# ТЕКСТ:
--------------------

Тема «Веер» заключалась в получении исходных данных для разработки требований по созданию пультов управления для ходовых мостиков судов и выработки рекомендаций по проектированию рабочих мест судоводителей. Такими исходными данными должны были стать характеристики структуры деятельности судоводителя на морской вахте. Как ни странно, несмотря на обилие уставов, инструкций и других документов, устанавливающих требования к деятельности штурманов и капитанов, реальные характеристики деятельности совершенно не были изучены. Иначе говоря, было хорошо известно, как надо (или как не надо) действовать, но о том, как деятельность осуществлялась на самом деле, существовало смутное представление.

Отведенная нам часть темы, носившая кодовое название «Веер-5», сплотила коллектив кафедры. Она привлекала тем, что это была не надуманная в угоду чьим-то узким научным интересам, а живая, востребованная производством работа. Участие в этом исследовании повышало научный потенциал кафедры и укрепляло ее престиж по отношению к другим кафедрам, промышлявшим мелкотемьем или вообще не ведущим научно-исследовательской работы. И, наконец, работа по хозяйственному договору давала ее исполнителям дополнительную оплату труда, а кафедре в целом – относительную свободу действий в приобретении научного и учебного оборудования и направлении своих сотрудников в командировки, на что выбивать средства из скудного финансирования по госбюджету бывало очень трудно.

В первую командировку отправились мы с Аркадием Николаевичем. БМРТ – большой морозильный рыболовный траулер по имени «Находка» вышел из порта Находка и направился в Тихий океан, в промысловый район, носивший название «Гавайские острова». Район назывался так не потому, что он был близок к Гавайям, а потому, что, хотя от него и отделяла, пожалуй, добрая тысяча миль, но ближе все равно никакой другой земли не было. Погоды в этом районе были далеки от того, как обычно мы представляем себе ласковый и мягкий климат Гавайских островов; вместо этого холод, туман, частые штормы.

Объектом промысла в нашем районе была неведомая ранее рыба пристипома. Она образовывала мощные промысловые скопления на макушках подводных гор, на самых пиках, и судоводители должны были проводить под водой трал так, чтобы «срезать» косяк с вершины пика, не задев за каменные выступы. Это удавалось далеко не всегда, чуть поднимешь трал, и он пройдет над рыбным скоплением, а чуть опустишь больше нужного – и произойдет «зацеп», по научному почему-то называемый задёвом. А сняться с зацепа, произошедшего на глубине нескольких сот метров, дело непростое. Нередко трал вползал на палубу, разодранный в клочья, и команде добытчиков приходилось заделывать огромные дыры в сетном полотне. А бывало и так, что поднять удавалось только ваера – стальные тросы, за которые буксируется трал, да разбитые вдребезги траловые доски, обеспечивающие горизонтальное раскрытие широкой пасти огромного трала.

Второй помощник капитана и сам капитан «Находки» всего лет семь – восемь назад учились у меня в Дальневосточном мореходном училище (капитан, правда, заочно). Не без сентиментальности я смотрел на их уверенную, грамотную работу, теша себя мыслью, что в нее влита капелька и моего труда.

--------------------

# ЗАДАНИЯ ДЛЯ ВЫПОЛНЕНИЯ:
(1) Какое кодовое название, согласно рассказу о теме «Веер», носила часть темы, отведенная кафедре?
(2) Соответствуют ли рассказу о теме «Веер» утверждения (a) траулер «Находка» вышел из порта Находка; (b) промысловый район «Гавайские острова» получил название из-за близости к Гавайям; (c) капитан «Находки» учился в Дальневосточном мореходном училище очно? Ответьте «да» или «нет» на каждое и подтвердите цитатой из текста.
(3) Допишите рассказ о теме «Веер», начав сразу после его последнего предложения.
Строки далее взяты из другого источника.

# ИСХОДНЫЕ ДАННЫЕ:
--------------------

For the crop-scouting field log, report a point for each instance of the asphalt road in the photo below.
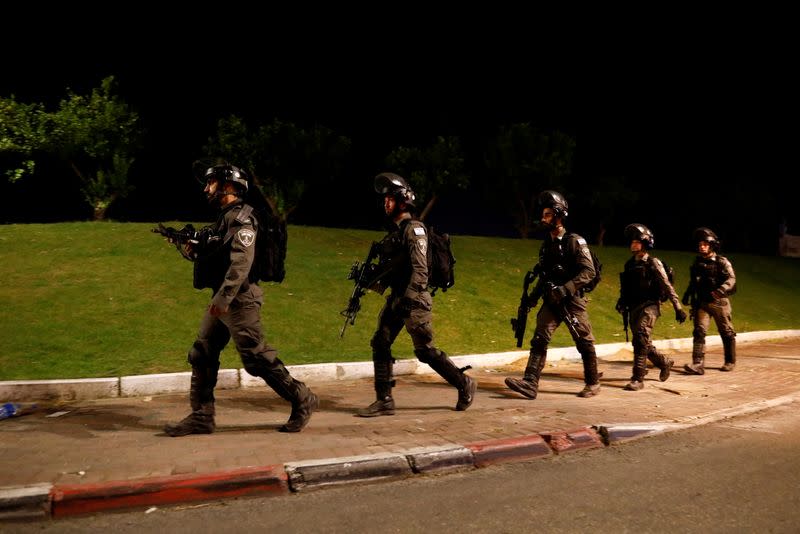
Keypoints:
(737, 475)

--------------------

# ОТВЕТЫ К ЗАДАНИЯМ:
(1) «Веер-5».

(2)
(a) Да: «вышел из порта Находка».
(b) Нет: «Район назывался так не потому, что он был близок к Гавайям».
(c) Нет: «(капитан, правда, заочно)».

(3)
Мы с Аркадием Николаевичем сфотографировали все переборки ходовой рубки, нанесли на схемы многочисленные выключатели, переключатели, приборы связи, звуковой и визуальной сигнализации. Наверное, мы были первыми, кто подсчитал общее число индикаторов в рубке. Их оказалось многое множество – более трехсот. Попытались выяснить назначение каждого тумблера, что было вовсе непростым делом: назначения некоторых из них никто из штурманов не знал, и пришлось это устанавливать, так сказать, опытным путем. Определили рабочие зоны ходового мостика, в которых находится судоводитель во время выполнения различных производственных операций, и методом самохронометража установили средние значения времени, необходимого для перехода из одной зоны в другую.

Основную часть нашей с Аркадием Николаевичем работы составлял непрерывный хронометраж работы вахтенного помощника капитана в течение всей четырехчасовой вахты в характерных производственных ситуациях. Мы фиксировали частоту операций и затрачиваемое на их выполнение время, интенсивность использования различных приборов, а также последовательность обращений к ним.

Первое время помощников капитана стесняло наше молчаливое присутствие на мостике, но вскоре они привыкли и вели себя так же естественно, как и без нас.

Нас с Солодянкиным поселили в пустовавшем судовом лазарете, хотя редко мы находились там одновременно – хотелось охватить наблюдениями возможно большую часть времени, и мы сменяли друг друга на наших вахтах. Попутно совершенствовали первоначально весьма сырую методику, ведь мы должны были передать ее следующим научным экспедициям.

Наши наблюдения мы продолжили на совершавшем свой первый рейс траулере «Авиатор», построенном в ГДР по последнему слову судостроительной техники.

По своей конструкции «Находка» и «Авиатор» заметно отличались друг от друга. Чтобы осуществлять управление судном при спуске и, особенно, при подъеме трала, вахтенный помощник должен видеть, что происходит на промысловой палубе, где работает бригада добытчиков. Но на «Находке» из рулевой рубки не было обзора на промысловую палубу, и поэтому на БМРТ, кроме обычного для всех судов ходового мостика, имелся еще кормовой мостик, на котором продублирована важнейшая аппаратура, необходимая для управления судном. При подъеме трала, а нередко и при его спуске, вахтенный помощник капитана переключал управление судном и сам переходил на кормовой мостик. Но с кормового мостика отсутствует обзор по носу судна и, пока вахтенный помощник находится в кормовой рубке, наблюдение за горизонтом в носовых секторах передоверяется вахтенному матросу, что является прямым нарушением правил безопасности плавания. К тому же, во время перехода штурмана из одной рубки в другую судно фактически никем не управляется. Все это создает понятные опасения.

На «Авиаторе» ходовой мостик имел совсем другую, казалось бы, вполне совершенную конструкцию. Из кормовой части рулевой рубки открывался отличный обзор на промысловую палубу, более того, там же были установлены пульты управления промысловыми механизмами. Но, однако, поскольку пульты управления судном и рыбопоисковой аппаратуры находились в носовой части рулевой рубки, откуда промысловая палуба не просматривалась, вахтенному помощнику капитана во время сложных промысловых операций приходилось бегать по треугольнику: пульты рыбопоисковой аппаратуры – кормовая часть рубки – пульт управления судном. А при плохой видимости нужно было еще успеть взглянуть на экран радиолокатора.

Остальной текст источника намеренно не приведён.